▸ Document segment
Dr. Ravini’s conclusion that the seat belt was defective because it did not prevent Bensenberg
from sustaining injury is not supported by rigorous, objective, and verifiable methodology and
must be excluded. Like his airbag system conclusion, “there is simply too great an analytical gap
between the data and the opinion proffered.” Gen. Elec. Co., 522 U.S. at 146.
iii.
Testimony Concerning Warning
Finally, Defendant argues that Dr. Ravani should be barred from testifying as to any
alleged failure to warn because he is not qualified to render a warnings opinion, Mem. Supp.

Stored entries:
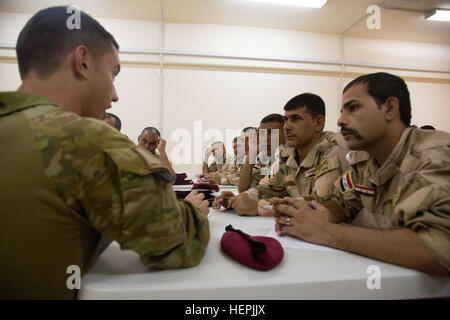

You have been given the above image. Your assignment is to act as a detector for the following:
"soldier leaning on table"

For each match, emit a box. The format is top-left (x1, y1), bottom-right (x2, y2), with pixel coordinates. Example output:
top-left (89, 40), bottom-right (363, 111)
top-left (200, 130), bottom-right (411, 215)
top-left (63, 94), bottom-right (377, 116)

top-left (217, 93), bottom-right (349, 216)
top-left (0, 7), bottom-right (209, 299)
top-left (138, 127), bottom-right (177, 182)
top-left (272, 73), bottom-right (450, 276)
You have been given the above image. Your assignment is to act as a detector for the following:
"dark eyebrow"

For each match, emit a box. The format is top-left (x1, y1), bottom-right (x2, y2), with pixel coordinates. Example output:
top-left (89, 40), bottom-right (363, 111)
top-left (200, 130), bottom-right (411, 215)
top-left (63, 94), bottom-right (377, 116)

top-left (341, 99), bottom-right (358, 112)
top-left (114, 64), bottom-right (120, 76)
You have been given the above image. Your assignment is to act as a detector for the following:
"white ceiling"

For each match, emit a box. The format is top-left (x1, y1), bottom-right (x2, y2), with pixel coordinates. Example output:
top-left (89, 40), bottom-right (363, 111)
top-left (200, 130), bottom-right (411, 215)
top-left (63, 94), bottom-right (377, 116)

top-left (0, 0), bottom-right (450, 44)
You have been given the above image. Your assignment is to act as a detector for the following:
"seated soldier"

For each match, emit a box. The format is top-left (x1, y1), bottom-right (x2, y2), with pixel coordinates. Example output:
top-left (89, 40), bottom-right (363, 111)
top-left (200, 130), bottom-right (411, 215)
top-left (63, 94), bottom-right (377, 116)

top-left (239, 113), bottom-right (285, 193)
top-left (216, 93), bottom-right (349, 216)
top-left (207, 137), bottom-right (244, 186)
top-left (103, 112), bottom-right (122, 132)
top-left (201, 127), bottom-right (260, 186)
top-left (199, 141), bottom-right (234, 184)
top-left (138, 127), bottom-right (177, 182)
top-left (272, 73), bottom-right (450, 276)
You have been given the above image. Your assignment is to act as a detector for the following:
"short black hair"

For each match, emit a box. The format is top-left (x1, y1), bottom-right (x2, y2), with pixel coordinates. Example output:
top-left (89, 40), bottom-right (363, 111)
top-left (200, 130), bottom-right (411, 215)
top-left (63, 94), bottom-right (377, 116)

top-left (105, 112), bottom-right (122, 131)
top-left (344, 72), bottom-right (411, 127)
top-left (261, 113), bottom-right (285, 125)
top-left (211, 141), bottom-right (225, 147)
top-left (16, 6), bottom-right (119, 79)
top-left (284, 92), bottom-right (325, 118)
top-left (141, 127), bottom-right (161, 137)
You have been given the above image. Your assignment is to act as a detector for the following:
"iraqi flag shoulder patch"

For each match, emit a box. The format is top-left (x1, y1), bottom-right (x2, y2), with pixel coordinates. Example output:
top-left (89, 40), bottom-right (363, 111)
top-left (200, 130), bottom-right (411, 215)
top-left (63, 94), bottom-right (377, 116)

top-left (316, 159), bottom-right (331, 178)
top-left (339, 172), bottom-right (355, 193)
top-left (305, 169), bottom-right (316, 179)
top-left (355, 185), bottom-right (375, 196)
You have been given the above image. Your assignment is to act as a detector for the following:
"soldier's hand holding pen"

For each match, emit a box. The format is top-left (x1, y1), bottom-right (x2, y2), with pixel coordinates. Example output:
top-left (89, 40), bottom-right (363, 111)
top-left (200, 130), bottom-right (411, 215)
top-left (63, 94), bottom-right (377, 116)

top-left (212, 191), bottom-right (234, 210)
top-left (184, 190), bottom-right (209, 214)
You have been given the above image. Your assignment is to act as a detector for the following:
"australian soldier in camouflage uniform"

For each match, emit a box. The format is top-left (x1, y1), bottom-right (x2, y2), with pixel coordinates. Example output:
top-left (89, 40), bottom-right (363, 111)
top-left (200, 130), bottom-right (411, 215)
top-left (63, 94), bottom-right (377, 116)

top-left (271, 73), bottom-right (450, 276)
top-left (0, 7), bottom-right (209, 299)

▸ Job
Could you write what comes next in the court ruling on the expert's seat belt and warnings testimony, picking up from its final words?

▸ Solved problem
Mot. Bar Expert Test. 17–18, and his opinion is unreliable, id. at 15–17. Plaintiff counters that
since the truck’s seat sensor recorded the seat’s position, it could easily have “triggered a
warning that the positioning” of the seat in the front zone “could inhibit the restraint system from
protecting the driver upon impact” but otherwise does not respond to any of Defendant’s
arguments. Resp. Mot. Bar Expert Test. 17. Plaintiff’s failure to respond to the motion in limine
seeking to exclude Dr. Ravani’s testimony regarding Defendant’s failure to warn demonstrates
the point is conceded. See Bogathy v. Union Pac. R.R., No. 17-CV-4290, 2020 WL 419406, at
13
4:17-cv-04213-SLD-JEH # 60
Page 14 of 21
*7 & n.4 (N.D. Ill. Jan. 24, 2020) (recognizing that failing to respond to motion to exclude is
waiver).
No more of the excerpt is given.